### Requirement A
Identify every line in the rows below that contains the word "wall" and copy each of those lines. Case counts.

### Passage provided
Python interface to drive your LED strips.
This project aims to bring python-arduino LED strip communication interface. using this interface you can implement any kind of animation for LED strips without buying LED drivers
This project made as small weekend code rest primary for my semi-dead led strip dticked under the table. I believe once it will shine in the rhytm of playing mysic, byt pyaudio can not capture output devices
Yes, hello>?
For details, view attached notebook.ipynb for 3 demos and source of communicator.py that wraps communication with arduino.
Communication is built on simple request-response protocol where host (python) transmits packet with led update information and additional packets used to define color of each updated LED.
Host packet consists of the following:
- packetId - for identification in asynchronous read/write mode (not implemented)
- begin - index of LED to start with
- size - amount of LEDs to be updated
Additinal LED packet contains following:
- R - red color byte
- G - green color byte
- B - blue color byte
Response packet contains only one field:
- packetId - ID of processed packet
Main configuration is specified in sketch.ino:
#define DATA_PIN 4 # LED strip attachment PIN
#define LED_TYPE WS2811 # LED strip type
#define COLOR_ORDER GRB # LED strip color sequence type
#define NUM_LEDS 60 # Number of LEDs in strip
#define BRIGHTNESS 255 # Brightness value
#define BAUDRATE 200000 # Communication port speed as baud rate
Suggested tweaks:
- Change DATA_PIN for your needs
- Change LED type to match your LED type
- Configure number of LEDS (both - sketch and your code), mismatch will lead to memory access violation and microcontroller reboot / death
- Baud rate (both - sketch and your code) to change data transmission speed
- Note that standard 9600 baud will give you about 2 frames per second, but 115200 is already enough
- Go crazy, configure 400000 baud rate
import communicate
import random
import time
# Config
SPAWN_DELAY = 0.1
SPAWN_AMOUNT = 2
FADE_DECAY = 10
FPS = 30.0
NUM_LEDS = 60
# Logic
invFPS = 1.0 / FPS
leds = [ [ 0, 0, 0 ] for i in range(NUM_LEDS) ]
state = communicate.connect_waiting(baudrate=200000, port='COM4')
time.sleep(2)

Labeled-object pointing rows
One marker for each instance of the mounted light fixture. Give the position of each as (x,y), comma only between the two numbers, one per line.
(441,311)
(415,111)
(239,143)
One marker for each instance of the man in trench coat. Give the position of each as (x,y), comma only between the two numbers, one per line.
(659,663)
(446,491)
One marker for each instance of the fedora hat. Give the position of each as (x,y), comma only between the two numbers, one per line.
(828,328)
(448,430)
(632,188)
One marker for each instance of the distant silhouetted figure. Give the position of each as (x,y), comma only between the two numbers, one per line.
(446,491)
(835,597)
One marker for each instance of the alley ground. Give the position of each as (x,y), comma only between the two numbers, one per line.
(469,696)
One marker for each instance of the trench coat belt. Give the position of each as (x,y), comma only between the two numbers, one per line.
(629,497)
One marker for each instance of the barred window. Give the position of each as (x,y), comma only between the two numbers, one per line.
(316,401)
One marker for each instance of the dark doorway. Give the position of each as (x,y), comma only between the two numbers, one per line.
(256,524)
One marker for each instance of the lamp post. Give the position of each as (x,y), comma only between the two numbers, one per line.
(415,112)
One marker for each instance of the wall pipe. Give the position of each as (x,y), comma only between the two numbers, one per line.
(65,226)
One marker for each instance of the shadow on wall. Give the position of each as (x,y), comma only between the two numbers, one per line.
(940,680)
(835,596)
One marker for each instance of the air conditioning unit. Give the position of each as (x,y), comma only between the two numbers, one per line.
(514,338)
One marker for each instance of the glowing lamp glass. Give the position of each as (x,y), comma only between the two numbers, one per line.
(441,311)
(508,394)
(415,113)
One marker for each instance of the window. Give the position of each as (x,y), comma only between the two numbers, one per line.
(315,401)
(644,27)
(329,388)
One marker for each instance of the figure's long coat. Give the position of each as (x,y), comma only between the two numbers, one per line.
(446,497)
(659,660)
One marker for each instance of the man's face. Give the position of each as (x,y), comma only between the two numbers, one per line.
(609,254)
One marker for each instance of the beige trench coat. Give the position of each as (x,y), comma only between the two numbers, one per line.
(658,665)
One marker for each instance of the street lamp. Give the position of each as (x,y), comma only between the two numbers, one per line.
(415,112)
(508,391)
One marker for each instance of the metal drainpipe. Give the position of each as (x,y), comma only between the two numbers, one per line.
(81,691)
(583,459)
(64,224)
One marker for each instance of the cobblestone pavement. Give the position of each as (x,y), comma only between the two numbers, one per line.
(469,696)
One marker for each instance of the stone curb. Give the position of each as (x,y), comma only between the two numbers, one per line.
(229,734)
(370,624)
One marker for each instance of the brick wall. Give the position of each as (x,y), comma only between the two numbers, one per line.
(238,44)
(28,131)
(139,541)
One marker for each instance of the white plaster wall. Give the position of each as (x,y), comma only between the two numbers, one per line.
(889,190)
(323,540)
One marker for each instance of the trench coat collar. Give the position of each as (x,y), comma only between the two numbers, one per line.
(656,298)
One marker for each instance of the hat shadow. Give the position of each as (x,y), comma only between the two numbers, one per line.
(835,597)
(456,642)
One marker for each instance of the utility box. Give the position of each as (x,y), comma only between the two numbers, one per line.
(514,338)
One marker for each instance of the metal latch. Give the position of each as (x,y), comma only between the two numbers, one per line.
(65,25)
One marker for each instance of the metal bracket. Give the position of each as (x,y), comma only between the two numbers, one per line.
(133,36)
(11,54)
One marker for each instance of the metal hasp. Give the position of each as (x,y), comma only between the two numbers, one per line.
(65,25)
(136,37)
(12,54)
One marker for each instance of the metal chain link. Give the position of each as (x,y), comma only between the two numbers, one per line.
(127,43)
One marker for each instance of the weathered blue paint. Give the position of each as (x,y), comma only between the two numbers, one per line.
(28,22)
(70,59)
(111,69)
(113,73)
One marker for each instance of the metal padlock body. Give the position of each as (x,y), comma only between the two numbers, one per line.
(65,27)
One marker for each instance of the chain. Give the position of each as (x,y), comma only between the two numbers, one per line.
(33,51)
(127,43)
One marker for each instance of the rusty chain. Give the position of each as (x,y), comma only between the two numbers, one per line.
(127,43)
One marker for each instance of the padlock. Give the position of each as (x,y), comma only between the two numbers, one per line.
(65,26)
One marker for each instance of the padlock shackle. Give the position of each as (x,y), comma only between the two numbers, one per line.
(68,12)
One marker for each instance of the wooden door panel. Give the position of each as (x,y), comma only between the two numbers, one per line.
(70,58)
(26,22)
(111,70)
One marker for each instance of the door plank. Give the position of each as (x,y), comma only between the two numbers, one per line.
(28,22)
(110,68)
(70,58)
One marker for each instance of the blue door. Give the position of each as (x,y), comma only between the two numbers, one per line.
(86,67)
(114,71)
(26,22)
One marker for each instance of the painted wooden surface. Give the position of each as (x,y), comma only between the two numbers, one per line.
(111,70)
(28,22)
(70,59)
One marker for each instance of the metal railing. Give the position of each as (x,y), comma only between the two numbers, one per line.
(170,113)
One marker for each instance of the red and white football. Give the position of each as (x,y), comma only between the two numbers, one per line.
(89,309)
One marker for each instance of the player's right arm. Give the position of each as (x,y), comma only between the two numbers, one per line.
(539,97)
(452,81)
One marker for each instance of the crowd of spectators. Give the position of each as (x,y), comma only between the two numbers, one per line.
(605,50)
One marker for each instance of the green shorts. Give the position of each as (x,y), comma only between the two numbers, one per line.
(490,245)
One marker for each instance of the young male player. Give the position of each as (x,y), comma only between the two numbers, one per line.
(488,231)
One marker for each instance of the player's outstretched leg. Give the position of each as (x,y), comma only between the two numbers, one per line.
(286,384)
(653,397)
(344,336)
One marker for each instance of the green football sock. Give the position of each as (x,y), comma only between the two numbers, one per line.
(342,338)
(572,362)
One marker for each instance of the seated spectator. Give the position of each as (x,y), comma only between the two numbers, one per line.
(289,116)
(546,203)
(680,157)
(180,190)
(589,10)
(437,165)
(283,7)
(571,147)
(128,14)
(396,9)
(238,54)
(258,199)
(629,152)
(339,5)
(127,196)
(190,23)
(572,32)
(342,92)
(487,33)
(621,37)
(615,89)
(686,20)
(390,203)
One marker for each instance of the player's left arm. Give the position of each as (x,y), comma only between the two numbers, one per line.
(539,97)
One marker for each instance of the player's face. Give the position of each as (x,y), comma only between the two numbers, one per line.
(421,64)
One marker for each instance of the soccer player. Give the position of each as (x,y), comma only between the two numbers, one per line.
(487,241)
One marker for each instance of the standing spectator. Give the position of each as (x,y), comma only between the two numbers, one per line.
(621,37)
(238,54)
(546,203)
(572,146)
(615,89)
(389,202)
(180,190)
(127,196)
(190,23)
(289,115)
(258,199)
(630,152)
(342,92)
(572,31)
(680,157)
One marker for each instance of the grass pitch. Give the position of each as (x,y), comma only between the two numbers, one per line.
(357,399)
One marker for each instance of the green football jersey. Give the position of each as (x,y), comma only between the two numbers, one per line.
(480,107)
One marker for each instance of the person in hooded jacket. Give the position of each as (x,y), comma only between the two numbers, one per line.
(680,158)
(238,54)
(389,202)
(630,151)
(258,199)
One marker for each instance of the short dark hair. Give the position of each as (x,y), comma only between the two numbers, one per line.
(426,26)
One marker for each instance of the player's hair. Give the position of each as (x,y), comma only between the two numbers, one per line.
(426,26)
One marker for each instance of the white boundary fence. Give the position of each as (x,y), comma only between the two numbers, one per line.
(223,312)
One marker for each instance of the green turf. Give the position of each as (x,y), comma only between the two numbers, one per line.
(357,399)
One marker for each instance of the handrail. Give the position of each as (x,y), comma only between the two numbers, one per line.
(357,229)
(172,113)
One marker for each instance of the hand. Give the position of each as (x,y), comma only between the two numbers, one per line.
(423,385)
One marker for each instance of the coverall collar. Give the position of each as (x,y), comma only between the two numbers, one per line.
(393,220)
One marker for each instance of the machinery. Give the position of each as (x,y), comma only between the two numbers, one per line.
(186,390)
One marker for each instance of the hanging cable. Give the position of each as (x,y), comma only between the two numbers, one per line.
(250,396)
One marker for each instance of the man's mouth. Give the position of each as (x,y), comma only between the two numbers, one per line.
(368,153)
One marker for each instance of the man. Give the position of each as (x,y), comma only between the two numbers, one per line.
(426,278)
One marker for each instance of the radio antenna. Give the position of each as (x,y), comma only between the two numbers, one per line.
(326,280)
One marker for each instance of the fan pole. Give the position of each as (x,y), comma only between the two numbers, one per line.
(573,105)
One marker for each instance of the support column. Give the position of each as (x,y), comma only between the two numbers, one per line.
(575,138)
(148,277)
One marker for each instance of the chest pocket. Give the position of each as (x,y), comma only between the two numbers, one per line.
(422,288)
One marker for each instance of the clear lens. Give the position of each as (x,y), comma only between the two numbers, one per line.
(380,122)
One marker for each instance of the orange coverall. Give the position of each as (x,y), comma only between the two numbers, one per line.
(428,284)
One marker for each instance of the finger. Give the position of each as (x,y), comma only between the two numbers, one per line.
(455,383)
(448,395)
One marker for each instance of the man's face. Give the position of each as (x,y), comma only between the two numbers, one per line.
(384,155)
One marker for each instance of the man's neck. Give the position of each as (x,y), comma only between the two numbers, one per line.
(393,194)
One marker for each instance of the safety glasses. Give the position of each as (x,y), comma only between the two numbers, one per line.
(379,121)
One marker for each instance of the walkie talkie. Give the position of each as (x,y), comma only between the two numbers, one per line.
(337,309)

### Requirement B
Reproduce the part of the LED strip project description above that runs between "Python interface to" and "Yes, hello>?", inclusive.

### Reply A
One marker for each instance of the wall pipe. Give the position of each as (x,y), comma only between the two numbers, one per line.
One marker for each instance of the shadow on wall. Give the position of each as (x,y), comma only between the two numbers, one per line.
One marker for each instance of the brick wall. Give the position of each as (x,y), comma only between the two numbers, one per line.
One marker for each instance of the white plaster wall. Give the position of each as (x,y), comma only between the two numbers, one per line.

### Reply B
Python interface to drive your LED strips.
This project aims to bring python-arduino LED strip communication interface. using this interface you can implement any kind of animation for LED strips without buying LED drivers
This project made as small weekend code rest primary for my semi-dead led strip dticked under the table. I believe once it will shine in the rhytm of playing mysic, byt pyaudio can not capture output devices
Yes, hello>?